> [WHAT IS EXPECTED] Which lines of the listing below contain the word "jacket"? Pull out each of those lines in full, treating uppercase and lowercase letters as different.
-- START --
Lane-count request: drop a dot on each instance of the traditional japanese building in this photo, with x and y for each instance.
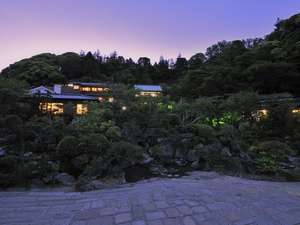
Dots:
(55, 99)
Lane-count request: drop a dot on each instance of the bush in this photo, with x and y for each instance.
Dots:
(269, 155)
(204, 133)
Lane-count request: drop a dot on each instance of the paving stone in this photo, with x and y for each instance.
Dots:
(161, 204)
(155, 215)
(172, 212)
(122, 218)
(172, 221)
(106, 220)
(82, 222)
(199, 209)
(155, 222)
(184, 210)
(188, 221)
(139, 222)
(197, 199)
(107, 211)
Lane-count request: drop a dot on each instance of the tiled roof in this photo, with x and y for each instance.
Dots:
(148, 87)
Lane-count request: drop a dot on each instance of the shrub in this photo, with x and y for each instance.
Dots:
(269, 155)
(68, 147)
(204, 133)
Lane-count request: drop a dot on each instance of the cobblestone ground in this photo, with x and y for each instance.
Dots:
(201, 198)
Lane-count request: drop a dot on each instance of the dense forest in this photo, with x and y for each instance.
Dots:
(192, 126)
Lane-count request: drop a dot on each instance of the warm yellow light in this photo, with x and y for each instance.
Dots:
(81, 109)
(86, 89)
(261, 114)
(52, 107)
(264, 112)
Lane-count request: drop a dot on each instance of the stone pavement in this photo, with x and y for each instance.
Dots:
(201, 198)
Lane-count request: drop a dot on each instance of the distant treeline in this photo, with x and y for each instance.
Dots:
(266, 65)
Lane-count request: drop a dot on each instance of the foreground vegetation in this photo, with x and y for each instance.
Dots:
(197, 125)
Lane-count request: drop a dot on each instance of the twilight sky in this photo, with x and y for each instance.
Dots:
(132, 27)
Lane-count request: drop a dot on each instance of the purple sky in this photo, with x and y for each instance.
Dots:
(132, 27)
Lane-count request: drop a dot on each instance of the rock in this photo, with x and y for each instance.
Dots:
(158, 170)
(116, 180)
(180, 162)
(147, 159)
(2, 152)
(195, 165)
(88, 184)
(192, 156)
(28, 154)
(93, 185)
(172, 170)
(36, 183)
(65, 179)
(226, 152)
(295, 161)
(162, 152)
(291, 174)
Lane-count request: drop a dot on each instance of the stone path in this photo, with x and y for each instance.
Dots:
(201, 198)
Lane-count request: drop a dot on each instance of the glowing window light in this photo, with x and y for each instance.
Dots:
(86, 89)
(81, 109)
(52, 107)
(296, 110)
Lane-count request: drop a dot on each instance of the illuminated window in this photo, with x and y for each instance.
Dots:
(86, 89)
(296, 110)
(81, 109)
(261, 114)
(52, 107)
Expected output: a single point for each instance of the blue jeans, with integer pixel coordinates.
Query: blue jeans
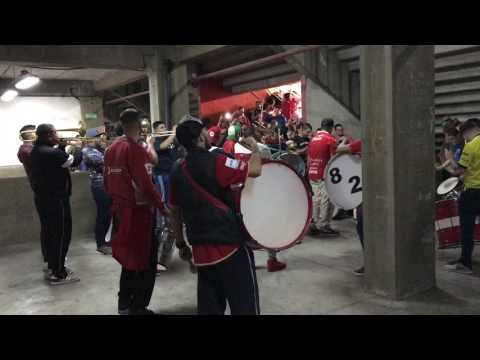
(162, 230)
(469, 209)
(104, 216)
(360, 224)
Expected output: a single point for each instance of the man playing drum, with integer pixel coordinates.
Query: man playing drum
(355, 147)
(320, 151)
(202, 195)
(469, 202)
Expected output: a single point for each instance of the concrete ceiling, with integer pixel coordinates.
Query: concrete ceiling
(8, 70)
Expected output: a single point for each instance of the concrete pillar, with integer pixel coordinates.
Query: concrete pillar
(179, 93)
(158, 87)
(345, 84)
(92, 111)
(397, 91)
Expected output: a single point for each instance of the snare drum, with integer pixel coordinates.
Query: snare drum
(343, 181)
(447, 224)
(276, 207)
(294, 161)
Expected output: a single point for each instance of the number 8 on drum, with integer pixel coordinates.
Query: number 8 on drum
(343, 181)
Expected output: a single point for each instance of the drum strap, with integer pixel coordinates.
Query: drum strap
(204, 193)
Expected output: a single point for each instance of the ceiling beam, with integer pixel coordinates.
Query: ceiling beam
(266, 83)
(117, 79)
(255, 63)
(75, 88)
(190, 52)
(88, 56)
(258, 75)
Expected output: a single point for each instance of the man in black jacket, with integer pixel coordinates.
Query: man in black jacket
(52, 186)
(204, 195)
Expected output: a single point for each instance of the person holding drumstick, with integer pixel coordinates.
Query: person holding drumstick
(320, 151)
(202, 195)
(355, 147)
(468, 168)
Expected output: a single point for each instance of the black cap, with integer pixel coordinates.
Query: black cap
(28, 128)
(470, 124)
(129, 115)
(327, 123)
(44, 129)
(188, 131)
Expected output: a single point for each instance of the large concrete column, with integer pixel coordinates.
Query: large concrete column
(180, 86)
(158, 86)
(397, 91)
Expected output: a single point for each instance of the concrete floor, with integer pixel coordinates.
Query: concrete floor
(318, 280)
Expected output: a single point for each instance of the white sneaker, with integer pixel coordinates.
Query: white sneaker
(53, 280)
(458, 267)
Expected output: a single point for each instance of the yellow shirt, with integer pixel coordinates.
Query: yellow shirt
(470, 160)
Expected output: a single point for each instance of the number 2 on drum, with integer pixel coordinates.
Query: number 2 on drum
(337, 178)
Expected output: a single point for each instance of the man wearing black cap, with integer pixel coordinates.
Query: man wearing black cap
(469, 202)
(203, 196)
(52, 185)
(128, 181)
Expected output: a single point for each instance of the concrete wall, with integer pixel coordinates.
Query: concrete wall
(18, 218)
(319, 105)
(62, 112)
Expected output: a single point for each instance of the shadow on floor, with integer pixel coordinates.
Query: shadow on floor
(437, 296)
(185, 310)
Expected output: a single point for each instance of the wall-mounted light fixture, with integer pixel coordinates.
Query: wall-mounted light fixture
(9, 95)
(26, 80)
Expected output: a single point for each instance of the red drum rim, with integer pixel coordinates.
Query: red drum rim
(309, 210)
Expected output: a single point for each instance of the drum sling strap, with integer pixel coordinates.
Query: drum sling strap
(204, 193)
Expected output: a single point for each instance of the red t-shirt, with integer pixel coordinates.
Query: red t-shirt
(214, 134)
(356, 147)
(288, 108)
(230, 173)
(229, 147)
(24, 157)
(320, 150)
(128, 174)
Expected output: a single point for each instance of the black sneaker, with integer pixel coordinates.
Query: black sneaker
(57, 280)
(457, 266)
(124, 311)
(360, 272)
(143, 311)
(105, 250)
(327, 230)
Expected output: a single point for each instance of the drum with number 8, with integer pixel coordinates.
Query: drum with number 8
(343, 181)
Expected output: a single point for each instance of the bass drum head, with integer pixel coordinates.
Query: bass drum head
(294, 161)
(276, 206)
(448, 186)
(343, 181)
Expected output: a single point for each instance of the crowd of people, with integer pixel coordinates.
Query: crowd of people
(460, 157)
(150, 191)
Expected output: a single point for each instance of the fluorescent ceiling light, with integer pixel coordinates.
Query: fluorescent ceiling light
(26, 81)
(9, 95)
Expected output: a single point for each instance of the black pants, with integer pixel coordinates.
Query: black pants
(102, 222)
(360, 225)
(233, 280)
(136, 287)
(43, 232)
(469, 209)
(57, 225)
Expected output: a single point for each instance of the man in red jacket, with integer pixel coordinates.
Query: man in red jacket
(128, 181)
(355, 147)
(320, 151)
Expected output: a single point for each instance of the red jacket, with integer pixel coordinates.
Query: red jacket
(356, 147)
(128, 181)
(320, 151)
(288, 108)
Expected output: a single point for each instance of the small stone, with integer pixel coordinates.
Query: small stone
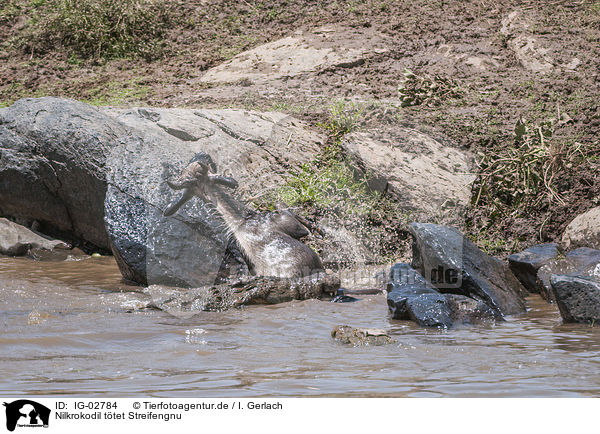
(361, 337)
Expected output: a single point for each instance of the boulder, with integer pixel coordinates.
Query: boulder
(453, 264)
(17, 240)
(526, 264)
(583, 261)
(430, 180)
(247, 291)
(53, 166)
(577, 298)
(360, 337)
(191, 248)
(583, 231)
(467, 310)
(411, 297)
(97, 177)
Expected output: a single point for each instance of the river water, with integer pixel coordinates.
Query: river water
(72, 328)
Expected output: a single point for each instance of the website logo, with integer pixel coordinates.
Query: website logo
(26, 413)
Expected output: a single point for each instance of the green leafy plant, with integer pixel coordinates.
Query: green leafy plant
(97, 28)
(524, 174)
(344, 117)
(425, 89)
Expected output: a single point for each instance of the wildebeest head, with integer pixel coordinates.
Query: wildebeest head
(195, 180)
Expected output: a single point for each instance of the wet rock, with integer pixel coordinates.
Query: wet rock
(411, 297)
(294, 55)
(430, 180)
(577, 297)
(191, 248)
(467, 310)
(341, 297)
(98, 176)
(360, 337)
(17, 240)
(52, 166)
(584, 230)
(453, 264)
(583, 261)
(252, 290)
(526, 264)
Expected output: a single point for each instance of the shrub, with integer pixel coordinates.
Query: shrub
(522, 177)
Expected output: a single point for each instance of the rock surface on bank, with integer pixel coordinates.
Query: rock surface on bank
(431, 181)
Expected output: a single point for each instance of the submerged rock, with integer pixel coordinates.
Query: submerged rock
(360, 337)
(453, 264)
(577, 298)
(526, 264)
(98, 177)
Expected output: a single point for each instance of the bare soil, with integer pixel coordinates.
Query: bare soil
(467, 41)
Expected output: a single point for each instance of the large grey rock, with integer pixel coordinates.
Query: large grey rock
(583, 231)
(411, 297)
(190, 248)
(17, 240)
(66, 164)
(258, 149)
(431, 181)
(577, 297)
(298, 54)
(453, 264)
(583, 261)
(526, 264)
(52, 166)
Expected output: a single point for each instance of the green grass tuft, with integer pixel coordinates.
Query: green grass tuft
(95, 28)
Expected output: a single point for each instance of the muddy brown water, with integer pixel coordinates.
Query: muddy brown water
(70, 328)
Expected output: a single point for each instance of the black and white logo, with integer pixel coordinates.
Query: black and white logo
(26, 413)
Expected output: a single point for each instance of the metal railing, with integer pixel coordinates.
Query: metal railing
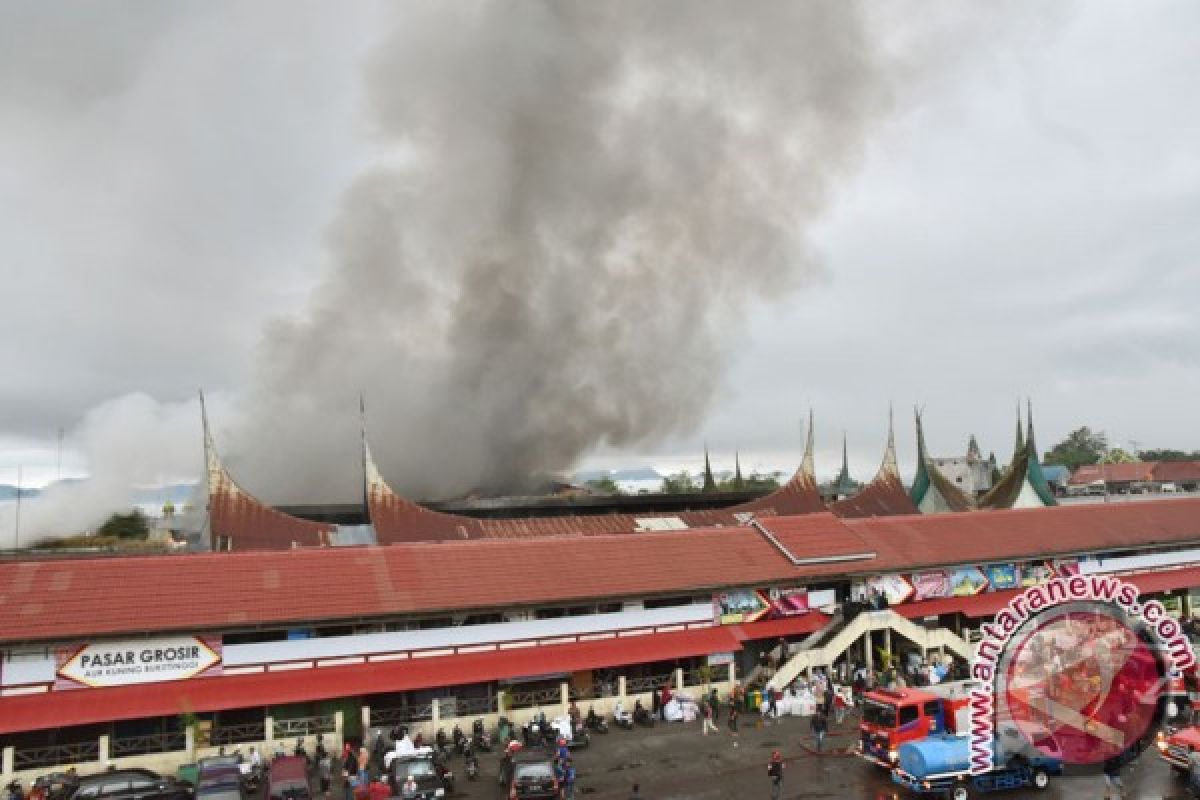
-- END --
> [ANSWER FOR THIS EXERCISE]
Expected output: a single point for each instance of the man in black jacket, with integer pixel coordinates.
Query: man in black jacket
Expected output: a single point for each instance of the man in red jacket, with integer pixel coordinates.
Query: man in red jacket
Expected output: a single point for each instance of the red jacket, with integer pixel coordinates.
Query: red jacket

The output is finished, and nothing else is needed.